SUPPLIED ENTRIES -
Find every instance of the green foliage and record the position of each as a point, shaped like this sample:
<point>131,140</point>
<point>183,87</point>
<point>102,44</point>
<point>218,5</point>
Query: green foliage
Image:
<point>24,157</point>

DESCRIPTION OF THE TASK - Provide a faithful, complete copy of the entries above.

SOLVED EXERCISE -
Find every instance of the green foliage and record the position of each as a point, shaped like this sample:
<point>131,140</point>
<point>183,87</point>
<point>102,44</point>
<point>218,5</point>
Query: green foliage
Image:
<point>24,157</point>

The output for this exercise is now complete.